GOALS:
a. In the piece about Much Wenlock's Olympic connection, what did the Wenlock Olympian Class become in 1860?
b. From the piece about Much Wenlock's Olympic connection, pull out the passage starting at "However in the" and ending at "the London Games.".
c. Write what comes next in the piece about Much Wenlock's Olympic connection, picking up after its final sentence.

DOCUMENT EXTRACT:
╭──

OLYMPIC GAMES – THE LOCAL CONNECTION
Thursday August 18th
2016. The Olympic Games are in full
swing with Team GB performing impressively well. Today I drove from Leominster
to Much Wenlock in neighbouring Shropshire, less than an hour away. During these games I have heard little said
about the Wenlock connection.
However in the Wenlock parish church
there is a plaque commemorating local doctor, William Penny Brookes, (1809 –
1895) a great philanthropist and ardent believer in Physical Education. He
wished to make this part of everyone’s education, especially that of working
class people. He set up a library and
reading room and in 1850 an Olympian Class which in 1860 became the Wenlock
Olympian Society.
Under the plaque is another added in
2012, the year of the London Games.
DR WILLIAM
PENNY BROOKES 1809-1895
HIS
DEDICATION AND VISION BORE FRUIT IN
THE
REBIRTH OF THE OLYMPIC GAMES, ATHENS 1896
HIS IMAGINATION, A WORLDWIDE
INSPIRATION
IN
THANKSGIVING 2012 XXX OLYMPIAD
The grave of Dr Brookes and family
members is in the churchyard. In 1994
Juan Antonio Samaranch, then President of the International Olympic Committee,
laid a wreath on this grave saying, "I
came to pay homage and tribute to Dr Brookes, who really was the founder of the
modern Olympic Games".
In histories of the modern games you
normally find the French Baron de Coubertin credited as founder but he wrote in
1890 “If the Olympic Games….is revived
today it is not to a Greek that one is indebted but to Dr W.P. Brookes.” High praise indeed!
Briefly the timeline is as follows -
1850 Brookes established the Wenlock Olympian
Class to hold annual games.
1859
Local Olympian Games were held in Athens for the first time open to Greek
speakers. Brookes heard about this and
sent £10 for a prize and thus established a Greek connection. He later formed a friendship with the Greek
Ambassador in London.

╰──

ROWS:

╭──

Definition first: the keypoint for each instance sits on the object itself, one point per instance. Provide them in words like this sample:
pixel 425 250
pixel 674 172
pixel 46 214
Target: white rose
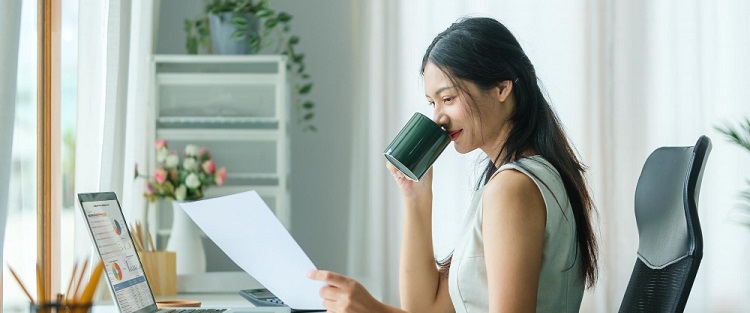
pixel 180 193
pixel 189 164
pixel 192 181
pixel 192 150
pixel 161 154
pixel 172 160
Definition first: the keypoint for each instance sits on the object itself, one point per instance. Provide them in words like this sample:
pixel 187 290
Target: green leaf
pixel 264 5
pixel 238 35
pixel 192 45
pixel 271 23
pixel 239 21
pixel 305 89
pixel 263 13
pixel 284 17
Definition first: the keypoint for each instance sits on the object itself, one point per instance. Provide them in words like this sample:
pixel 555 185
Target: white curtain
pixel 10 22
pixel 103 37
pixel 115 40
pixel 625 78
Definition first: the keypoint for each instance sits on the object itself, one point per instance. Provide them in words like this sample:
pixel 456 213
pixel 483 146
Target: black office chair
pixel 670 244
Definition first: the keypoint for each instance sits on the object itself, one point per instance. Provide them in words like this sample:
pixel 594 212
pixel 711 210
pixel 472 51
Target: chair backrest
pixel 670 245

╰──

EXERCISE RESPONSES:
a. The Wenlock Olympian Society.

b.
However in the Wenlock parish church
there is a plaque commemorating local doctor, William Penny Brookes, (1809 –
1895) a great philanthropist and ardent believer in Physical Education. He
wished to make this part of everyone’s education, especially that of working
class people. He set up a library and
reading room and in 1850 an Olympian Class which in 1860 became the Wenlock
Olympian Society.
Under the plaque is another added in
2012, the year of the London Games.

c.
1860 The first Shropshire games were held in
Shrewsbury and subsequently in different towns in the county thus establishing
the idea of circulating the games.
1866
Brookes with two others had founded the National Olympian Association which
held a very successful three day event at Crystal Palace that year.
1889 The young French nobleman, Baron Pierre de
Coubertin, the organiser of the International Congress on Physical Education
visited England to find out about PE in
our schools and Brookes invited him to visit for the 1890 Wenlock games which
he did. The now 81 year old doctor and
the 27 year old Frenchman spent long hours discussing an international Olympic
revival to be held in Athens and Coubertin wrote enthusiastically about his
visit in the French ‘Revue Athlétique.’ In
the same year Brookes had successfully lobbied Parliament to make PE compulsory
in schools.
To find out more about this wonderful
story visit the Wenlock Museum and Information Centre in the square. There you will find literature and an
interesting display about the good doctor and the games as well as much else of
local interest. Pick up a leaflet “THE
OLYMPIAN TRAIL around Much Wenlock” which takes you to various points
associated with Brookes and the games. Incidentally the mascot for the London
Games was called Wenlock!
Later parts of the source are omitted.